### Stated problem:
Continue the text about the Doctor Who audio drama Master, starting after its last sentence.
--- Text ---
Master is a Big Finish Productions audio drama based on the long-running British science fiction television series Doctor Who. It forms a trilogy with Omega and Davros to celebrate the 40th anniversary of the show. It features the Seventh Doctor as its main character.

Synopsis
The Seventh Doctor arrives at an old house on the colony world of Perfugium where he has, through a deal with Death, sent the Master to live without memory of his evil for several years.

It is eventually revealed that while the Doctor was Time's Champion, the Master was Death's. This was a result of an incident in their youth, when the Doctor accidentally killed a boy who was bullying the young Master. When Death came to him, the young Doctor gave his childhood friend over to Death (personified as a woman) rather than become its slave himself, causing his friend to take on all the guilt and aftereffects for his crime and ultimately become the Master.

However, as a result of this, neither the Master nor the Doctor remembered the truth, instead having the false memory of the Master being responsible for the death. The deal the Doctor made involved Death allowing the Master to be what he would have been if he had not become her avatar, but in return the Doctor would have to kill him ten years later.
--- Data supplied ---
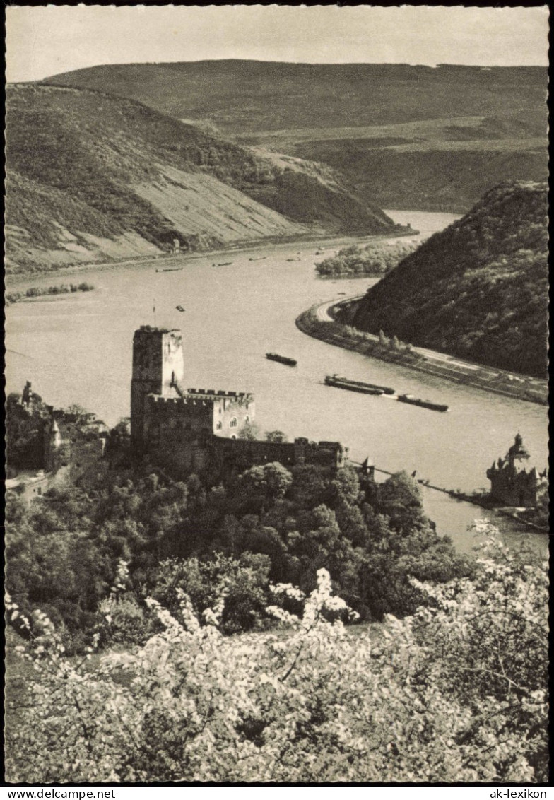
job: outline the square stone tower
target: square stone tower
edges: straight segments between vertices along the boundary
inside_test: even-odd
[[[182,381],[184,370],[181,333],[177,329],[143,325],[133,338],[131,380],[131,442],[144,445],[147,394],[176,397],[174,385]]]

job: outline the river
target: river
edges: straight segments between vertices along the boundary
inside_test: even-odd
[[[419,227],[423,239],[457,218],[452,214],[388,211]],[[339,440],[361,462],[418,476],[447,488],[486,486],[487,467],[504,456],[519,430],[532,462],[547,464],[546,408],[451,383],[423,373],[328,345],[294,324],[305,308],[333,297],[359,294],[376,279],[323,281],[314,263],[353,239],[259,245],[249,250],[176,255],[141,263],[91,266],[74,274],[42,275],[18,283],[93,283],[90,293],[19,302],[6,309],[6,386],[21,391],[26,380],[49,403],[78,403],[109,425],[129,414],[133,334],[140,325],[182,329],[185,383],[205,389],[247,390],[257,401],[262,431],[289,438]],[[325,248],[315,255],[317,246]],[[232,262],[229,266],[213,266]],[[179,271],[157,272],[182,267]],[[185,310],[179,312],[176,306]],[[155,306],[155,313],[154,313]],[[265,359],[273,350],[297,358],[290,369]],[[411,392],[450,406],[448,414],[325,386],[338,373]],[[425,508],[438,530],[459,550],[474,544],[467,526],[486,512],[424,490]],[[512,523],[508,541],[528,540],[544,550],[546,537]]]

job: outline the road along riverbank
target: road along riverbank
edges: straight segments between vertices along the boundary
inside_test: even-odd
[[[392,362],[411,370],[418,370],[420,372],[426,372],[496,394],[504,394],[542,406],[548,405],[548,388],[546,381],[474,364],[425,347],[414,347],[394,340],[385,342],[379,336],[337,322],[335,318],[339,310],[362,296],[357,295],[340,301],[334,299],[312,306],[297,318],[297,327],[309,336],[337,347],[356,350],[371,358]]]

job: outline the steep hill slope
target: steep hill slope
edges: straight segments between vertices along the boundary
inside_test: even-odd
[[[106,90],[237,141],[322,161],[385,208],[464,213],[505,180],[546,180],[547,70],[245,61],[95,66]]]
[[[9,270],[393,223],[328,167],[276,166],[134,101],[9,87]]]
[[[349,321],[371,333],[544,377],[545,184],[491,190],[373,286]]]

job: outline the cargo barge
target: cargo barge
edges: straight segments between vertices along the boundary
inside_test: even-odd
[[[350,392],[360,392],[362,394],[384,394],[382,389],[377,386],[372,386],[368,383],[362,383],[361,381],[349,381],[345,378],[338,378],[337,375],[325,375],[325,385],[328,386],[336,386],[337,389],[346,389]]]
[[[286,366],[296,366],[298,362],[294,358],[287,358],[285,355],[279,355],[277,353],[266,353],[265,358],[269,361],[277,361],[280,364],[285,364]]]
[[[333,381],[340,381],[341,383],[346,383],[352,386],[360,386],[363,389],[377,389],[381,394],[394,394],[394,389],[391,386],[380,386],[377,383],[366,383],[364,381],[353,381],[349,378],[341,378],[339,375],[328,375],[325,378],[325,383],[328,382],[327,378],[330,378]],[[330,386],[331,384],[329,384]]]
[[[415,398],[413,394],[399,394],[399,402],[408,402],[411,406],[419,406],[420,408],[428,408],[432,411],[448,411],[448,406],[438,402],[431,402],[430,400],[420,400]]]

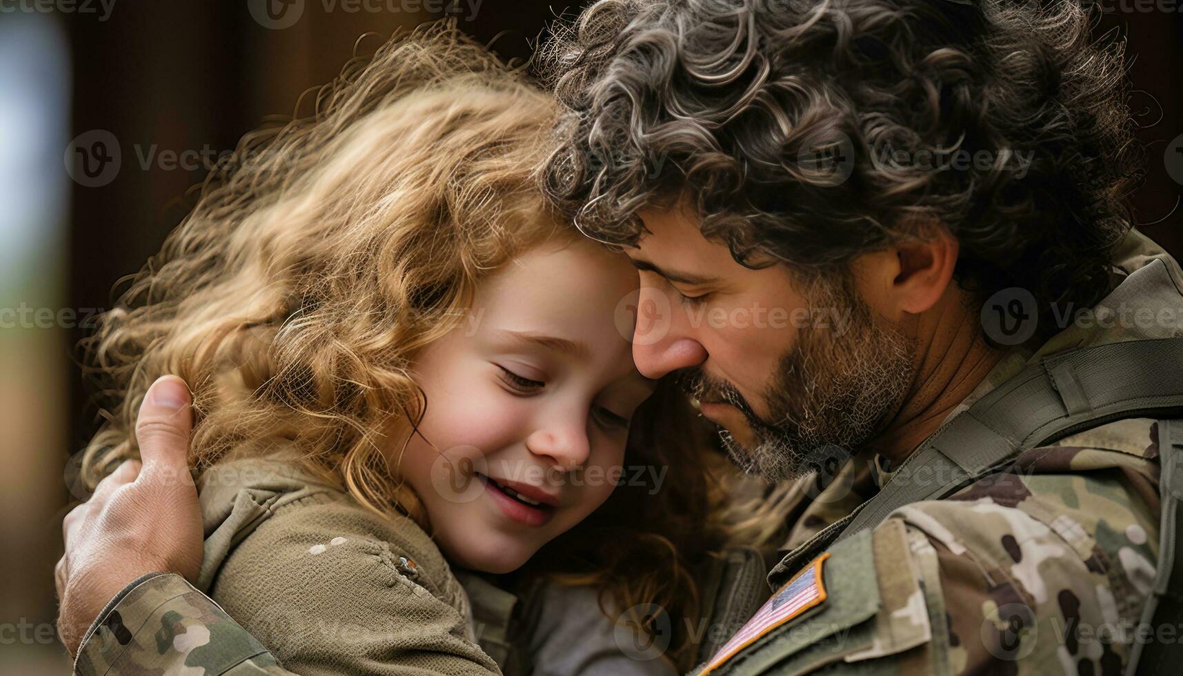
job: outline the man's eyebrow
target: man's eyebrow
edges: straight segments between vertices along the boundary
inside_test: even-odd
[[[506,330],[504,333],[505,335],[512,337],[513,340],[537,345],[545,349],[565,354],[575,359],[592,358],[592,348],[589,348],[586,342],[561,339],[558,336],[538,334],[534,331]]]
[[[690,284],[692,287],[697,287],[700,284],[713,284],[718,282],[718,279],[715,277],[704,277],[702,275],[693,275],[691,272],[683,272],[679,270],[662,270],[661,268],[658,268],[657,265],[649,263],[648,260],[644,260],[641,258],[629,257],[629,260],[633,262],[633,268],[636,268],[638,270],[644,270],[646,272],[654,272],[657,275],[665,277],[671,282],[678,282],[679,284]]]

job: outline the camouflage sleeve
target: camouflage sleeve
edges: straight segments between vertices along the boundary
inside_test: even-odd
[[[1087,483],[1072,496],[1008,503],[995,500],[1014,497],[1003,488],[894,513],[925,587],[939,590],[942,670],[1121,672],[1155,577],[1158,524],[1127,496]]]
[[[291,675],[218,604],[175,574],[136,580],[91,626],[78,676]]]
[[[786,582],[702,672],[1120,674],[1145,638],[1155,506],[1072,478],[1039,492],[1003,479],[896,510],[806,568],[817,569],[812,597]]]

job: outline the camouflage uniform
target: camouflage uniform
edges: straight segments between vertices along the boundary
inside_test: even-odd
[[[1041,356],[1183,334],[1178,264],[1138,232],[1114,262],[1125,281],[1098,304],[1099,321],[1015,347],[945,423]],[[1137,625],[1158,560],[1158,439],[1153,419],[1111,421],[1026,451],[945,500],[896,509],[822,555],[800,607],[775,623],[762,616],[746,644],[698,671],[1120,674],[1146,630]],[[801,479],[786,560],[893,471],[858,455],[828,481]],[[780,590],[800,573],[781,565],[768,581]]]
[[[129,585],[84,638],[77,674],[515,676],[577,665],[672,676],[660,659],[622,652],[595,590],[538,582],[519,599],[453,573],[413,521],[366,510],[293,463],[224,463],[199,489],[196,584],[156,574]],[[545,626],[521,636],[539,618]]]
[[[946,421],[1034,359],[1183,335],[1178,264],[1131,232],[1114,266],[1125,281],[1098,305],[1098,321],[1074,322],[1041,346],[1013,348]],[[1123,321],[1130,316],[1136,321]],[[784,551],[791,556],[873,496],[893,471],[860,455],[832,476],[799,482]],[[777,566],[768,578],[774,590],[814,572],[813,597],[704,668],[736,675],[1119,674],[1139,640],[1137,623],[1158,555],[1158,511],[1153,420],[1077,432],[1022,453],[1010,471],[946,500],[897,509],[806,571]],[[129,588],[83,644],[80,674],[181,674],[196,665],[203,669],[194,674],[287,674],[180,578],[161,575]],[[203,642],[187,642],[188,631],[179,626],[208,631]],[[102,646],[111,642],[123,646],[123,657],[109,657],[117,651]]]

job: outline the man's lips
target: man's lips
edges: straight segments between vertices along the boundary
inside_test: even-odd
[[[698,410],[703,413],[703,417],[707,420],[726,427],[736,442],[744,446],[751,446],[755,438],[751,433],[751,426],[748,425],[748,417],[743,414],[743,411],[736,408],[730,404],[723,401],[700,401]]]

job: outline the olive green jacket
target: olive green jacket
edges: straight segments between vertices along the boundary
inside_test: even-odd
[[[659,650],[616,645],[595,590],[542,585],[521,603],[457,575],[412,520],[363,509],[293,463],[222,463],[199,491],[195,585],[129,585],[88,632],[77,674],[673,674]]]

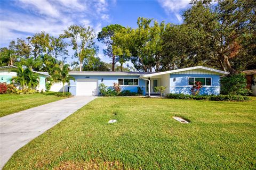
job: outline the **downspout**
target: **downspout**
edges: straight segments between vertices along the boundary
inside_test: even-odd
[[[139,77],[139,78],[144,80],[148,81],[148,97],[150,97],[150,80],[148,79],[146,79],[142,76]],[[147,91],[147,83],[146,83],[146,90]]]

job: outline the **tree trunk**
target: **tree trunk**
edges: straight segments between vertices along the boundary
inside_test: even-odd
[[[116,56],[113,55],[112,56],[112,71],[115,71],[115,59]]]
[[[121,72],[123,70],[123,63],[120,63],[120,70],[121,70]]]
[[[232,68],[232,66],[228,61],[228,57],[225,56],[224,56],[224,63],[225,63],[225,65],[227,66],[227,67],[229,71],[229,73],[232,74],[235,72],[235,69]]]
[[[79,69],[79,71],[82,71],[82,62],[81,61],[80,61],[80,69]]]
[[[62,95],[64,95],[64,84],[65,84],[65,83],[62,82],[62,84],[63,84],[63,86],[62,86]]]

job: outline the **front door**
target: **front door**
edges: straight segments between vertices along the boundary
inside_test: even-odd
[[[155,87],[157,87],[158,84],[158,80],[157,79],[154,79],[153,80],[153,86],[152,91],[156,92],[155,90]]]
[[[155,87],[159,86],[159,79],[150,79],[150,94],[157,93],[155,91]],[[146,92],[148,92],[148,81],[146,82]]]

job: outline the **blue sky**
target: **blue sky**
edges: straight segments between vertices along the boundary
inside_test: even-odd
---
### Exercise response:
Rendered amnesiac and thinking his name was John Smith, the Master becomes a benevolent doctor on Perfugum. At the end of those years, however, Doctor is unable to bring himself to kill him. This causes Death to become personally involved, unleashing a night of horrors upon the household. The truth of the Master's past is revealed, but "John Smith" forgives the Doctor for this. However, the end implies that the Master will once again become Death's servant.

Cast
The Doctor — Sylvester McCoy
The Master — Geoffrey Beevers
Man — Daniel Barzotti
Child — Joe Bassett
Jade — Charlie Hayes
Victor Schaeffer — Philip Madoc
Jacqueline Schaeffer — Anne Ridler

Notes
This story is part of a trilogy with Omega and Davros to celebrate the 40th anniversary of Doctor Who.
Geoffrey Beevers reprises the role of the Master, whom he previously played in the 1981 story The Keeper of Traken and the Big Finish Productions audio play Dust Breeding.  He returns to the role in Trail of the White Worm.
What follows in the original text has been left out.